GIVEN EXERCISE: Could you copy out, word for word, the lines from the start of the records through the line containing "pixel 61 364", both included, leaving the pictures out?

DATASET ENTRIES:
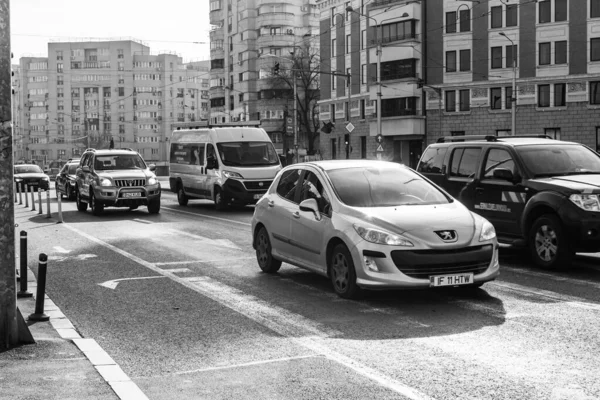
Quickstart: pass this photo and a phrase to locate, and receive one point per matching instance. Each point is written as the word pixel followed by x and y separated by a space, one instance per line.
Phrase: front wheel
pixel 549 245
pixel 343 274
pixel 265 259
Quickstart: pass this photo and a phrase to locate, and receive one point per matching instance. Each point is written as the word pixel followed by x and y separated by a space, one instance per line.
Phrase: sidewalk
pixel 61 364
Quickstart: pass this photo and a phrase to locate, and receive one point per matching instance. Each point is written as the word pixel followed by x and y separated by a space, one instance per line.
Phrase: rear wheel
pixel 550 248
pixel 81 206
pixel 265 259
pixel 182 198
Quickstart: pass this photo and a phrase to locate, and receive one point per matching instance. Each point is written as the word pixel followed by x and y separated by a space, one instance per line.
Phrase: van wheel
pixel 220 202
pixel 550 247
pixel 182 198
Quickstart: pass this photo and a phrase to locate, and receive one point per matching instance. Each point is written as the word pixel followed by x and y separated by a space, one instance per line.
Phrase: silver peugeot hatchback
pixel 371 225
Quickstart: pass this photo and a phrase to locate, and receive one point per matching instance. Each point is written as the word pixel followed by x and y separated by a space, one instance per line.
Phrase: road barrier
pixel 23 273
pixel 41 291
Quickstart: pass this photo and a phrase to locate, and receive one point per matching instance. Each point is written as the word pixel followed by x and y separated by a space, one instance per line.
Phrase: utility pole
pixel 9 333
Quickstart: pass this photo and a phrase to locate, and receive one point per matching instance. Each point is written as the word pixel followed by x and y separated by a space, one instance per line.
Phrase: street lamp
pixel 513 99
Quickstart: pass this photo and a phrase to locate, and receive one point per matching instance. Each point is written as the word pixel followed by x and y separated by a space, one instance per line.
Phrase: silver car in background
pixel 371 225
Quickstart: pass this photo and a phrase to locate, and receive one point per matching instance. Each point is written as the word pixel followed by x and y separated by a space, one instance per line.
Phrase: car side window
pixel 498 158
pixel 286 187
pixel 312 188
pixel 464 162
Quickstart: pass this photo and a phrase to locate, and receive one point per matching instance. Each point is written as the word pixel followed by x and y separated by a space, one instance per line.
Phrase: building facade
pixel 351 33
pixel 86 93
pixel 247 39
pixel 470 49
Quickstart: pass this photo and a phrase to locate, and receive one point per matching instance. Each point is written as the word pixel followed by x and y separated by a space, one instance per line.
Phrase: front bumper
pixel 394 267
pixel 112 196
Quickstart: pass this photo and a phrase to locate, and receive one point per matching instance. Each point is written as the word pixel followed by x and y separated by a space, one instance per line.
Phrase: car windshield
pixel 566 159
pixel 248 154
pixel 384 187
pixel 27 169
pixel 118 161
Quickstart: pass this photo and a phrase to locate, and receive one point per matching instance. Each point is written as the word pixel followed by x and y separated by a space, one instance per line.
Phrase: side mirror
pixel 504 174
pixel 311 205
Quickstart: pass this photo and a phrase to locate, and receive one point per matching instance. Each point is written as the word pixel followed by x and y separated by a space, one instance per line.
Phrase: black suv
pixel 537 192
pixel 115 178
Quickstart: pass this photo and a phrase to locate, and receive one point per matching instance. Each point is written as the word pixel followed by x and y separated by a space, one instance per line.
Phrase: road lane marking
pixel 248 364
pixel 275 318
pixel 204 215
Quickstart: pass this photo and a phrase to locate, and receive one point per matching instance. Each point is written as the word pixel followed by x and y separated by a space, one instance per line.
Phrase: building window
pixel 560 52
pixel 450 100
pixel 465 60
pixel 543 95
pixel 496 57
pixel 560 10
pixel 560 95
pixel 465 100
pixel 595 49
pixel 497 17
pixel 451 61
pixel 512 15
pixel 544 53
pixel 544 12
pixel 451 22
pixel 554 133
pixel 496 98
pixel 595 92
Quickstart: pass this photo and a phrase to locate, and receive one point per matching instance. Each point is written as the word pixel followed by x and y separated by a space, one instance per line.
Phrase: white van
pixel 227 164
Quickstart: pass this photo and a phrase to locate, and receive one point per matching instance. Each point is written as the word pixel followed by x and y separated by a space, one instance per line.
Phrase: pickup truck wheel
pixel 81 206
pixel 549 245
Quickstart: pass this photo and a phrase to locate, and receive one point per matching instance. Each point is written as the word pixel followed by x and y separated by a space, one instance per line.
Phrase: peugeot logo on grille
pixel 447 236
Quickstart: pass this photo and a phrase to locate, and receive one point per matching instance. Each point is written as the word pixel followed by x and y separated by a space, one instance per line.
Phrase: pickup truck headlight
pixel 229 174
pixel 105 182
pixel 588 202
pixel 487 232
pixel 381 237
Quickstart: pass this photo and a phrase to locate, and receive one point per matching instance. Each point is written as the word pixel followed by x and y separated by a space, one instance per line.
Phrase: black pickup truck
pixel 537 192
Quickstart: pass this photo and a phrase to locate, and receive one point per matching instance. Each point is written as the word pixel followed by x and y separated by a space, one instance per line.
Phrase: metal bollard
pixel 32 199
pixel 41 291
pixel 48 204
pixel 23 274
pixel 40 201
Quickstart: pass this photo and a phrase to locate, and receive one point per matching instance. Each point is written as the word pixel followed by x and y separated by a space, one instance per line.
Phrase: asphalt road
pixel 178 301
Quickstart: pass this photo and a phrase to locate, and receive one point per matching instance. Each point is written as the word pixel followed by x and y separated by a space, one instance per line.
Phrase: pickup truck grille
pixel 130 182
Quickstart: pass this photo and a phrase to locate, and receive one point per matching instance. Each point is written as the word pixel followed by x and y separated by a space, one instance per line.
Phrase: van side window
pixel 432 160
pixel 286 187
pixel 464 162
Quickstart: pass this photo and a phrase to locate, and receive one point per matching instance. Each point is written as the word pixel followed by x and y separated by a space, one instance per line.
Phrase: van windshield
pixel 248 154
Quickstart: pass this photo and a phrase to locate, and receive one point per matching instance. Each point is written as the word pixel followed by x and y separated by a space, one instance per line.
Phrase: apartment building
pixel 248 38
pixel 86 93
pixel 555 47
pixel 351 33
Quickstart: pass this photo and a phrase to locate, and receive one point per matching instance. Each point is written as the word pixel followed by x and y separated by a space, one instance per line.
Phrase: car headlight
pixel 381 237
pixel 229 174
pixel 487 232
pixel 105 182
pixel 588 202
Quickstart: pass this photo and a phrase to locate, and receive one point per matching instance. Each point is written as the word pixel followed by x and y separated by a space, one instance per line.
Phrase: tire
pixel 154 206
pixel 220 202
pixel 343 274
pixel 548 243
pixel 81 206
pixel 182 198
pixel 96 207
pixel 265 259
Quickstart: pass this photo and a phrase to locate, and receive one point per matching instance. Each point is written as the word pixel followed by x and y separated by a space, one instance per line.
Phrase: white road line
pixel 249 364
pixel 205 216
pixel 287 324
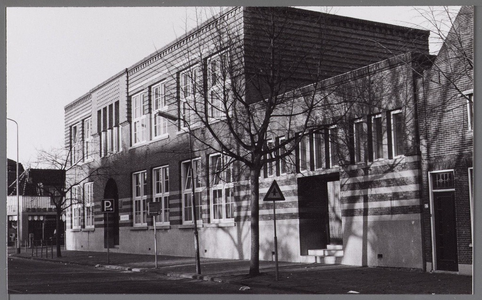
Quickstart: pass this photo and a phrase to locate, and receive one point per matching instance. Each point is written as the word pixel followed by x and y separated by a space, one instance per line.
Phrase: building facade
pixel 356 199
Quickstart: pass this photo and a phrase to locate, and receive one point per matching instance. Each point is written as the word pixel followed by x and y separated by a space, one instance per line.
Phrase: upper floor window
pixel 89 204
pixel 222 188
pixel 88 146
pixel 218 86
pixel 469 95
pixel 139 118
pixel 359 140
pixel 377 137
pixel 191 103
pixel 139 198
pixel 75 144
pixel 397 136
pixel 161 192
pixel 159 103
pixel 333 154
pixel 191 188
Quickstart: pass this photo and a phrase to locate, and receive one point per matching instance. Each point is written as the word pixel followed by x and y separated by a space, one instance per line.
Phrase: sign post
pixel 274 194
pixel 154 209
pixel 108 208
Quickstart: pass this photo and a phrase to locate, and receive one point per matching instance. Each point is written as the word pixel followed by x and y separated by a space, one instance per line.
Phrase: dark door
pixel 111 220
pixel 445 234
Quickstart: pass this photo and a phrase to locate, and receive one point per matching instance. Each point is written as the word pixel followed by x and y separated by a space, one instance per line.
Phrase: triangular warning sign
pixel 274 193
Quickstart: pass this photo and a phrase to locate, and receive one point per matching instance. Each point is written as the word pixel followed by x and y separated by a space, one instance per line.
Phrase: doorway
pixel 111 220
pixel 319 212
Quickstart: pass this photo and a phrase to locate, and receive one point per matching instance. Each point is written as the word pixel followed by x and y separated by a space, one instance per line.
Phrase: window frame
pixel 224 185
pixel 139 119
pixel 159 104
pixel 186 167
pixel 394 138
pixel 161 196
pixel 89 204
pixel 140 198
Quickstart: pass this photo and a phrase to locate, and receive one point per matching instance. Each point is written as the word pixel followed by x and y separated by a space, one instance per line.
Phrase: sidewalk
pixel 294 278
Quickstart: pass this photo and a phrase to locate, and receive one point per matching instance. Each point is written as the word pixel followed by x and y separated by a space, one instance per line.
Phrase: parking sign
pixel 108 206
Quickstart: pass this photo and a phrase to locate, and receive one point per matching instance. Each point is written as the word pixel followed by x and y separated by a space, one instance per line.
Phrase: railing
pixel 29 203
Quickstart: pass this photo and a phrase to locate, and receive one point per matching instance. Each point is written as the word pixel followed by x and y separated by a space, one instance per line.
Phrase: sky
pixel 56 55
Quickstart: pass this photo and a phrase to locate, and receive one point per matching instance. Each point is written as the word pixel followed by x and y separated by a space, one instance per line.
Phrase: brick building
pixel 356 199
pixel 447 141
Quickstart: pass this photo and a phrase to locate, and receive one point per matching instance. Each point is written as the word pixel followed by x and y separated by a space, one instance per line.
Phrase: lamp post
pixel 18 192
pixel 196 234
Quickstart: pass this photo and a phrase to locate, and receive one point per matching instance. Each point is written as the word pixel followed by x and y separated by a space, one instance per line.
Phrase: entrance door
pixel 445 234
pixel 111 222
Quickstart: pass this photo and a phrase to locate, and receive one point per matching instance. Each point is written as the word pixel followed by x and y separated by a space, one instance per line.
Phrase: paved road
pixel 40 277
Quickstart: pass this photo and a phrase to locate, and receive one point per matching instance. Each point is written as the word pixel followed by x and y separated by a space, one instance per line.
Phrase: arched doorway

TASK RESPONSE:
Quickstart: pass this photo and a phrase to locate, and receive one point per matching instance. Each point is written as the word pixel followed by x and y separated by a space, one instance per line.
Phrase: front wheel
pixel 549 245
pixel 343 274
pixel 265 259
Quickstart: pass this photo and a phrase to locate, and receive one point per matching instance. Each point is written as the word pixel followed by x and y separated by a space, one instance per line.
Phrase: sidewalk
pixel 61 364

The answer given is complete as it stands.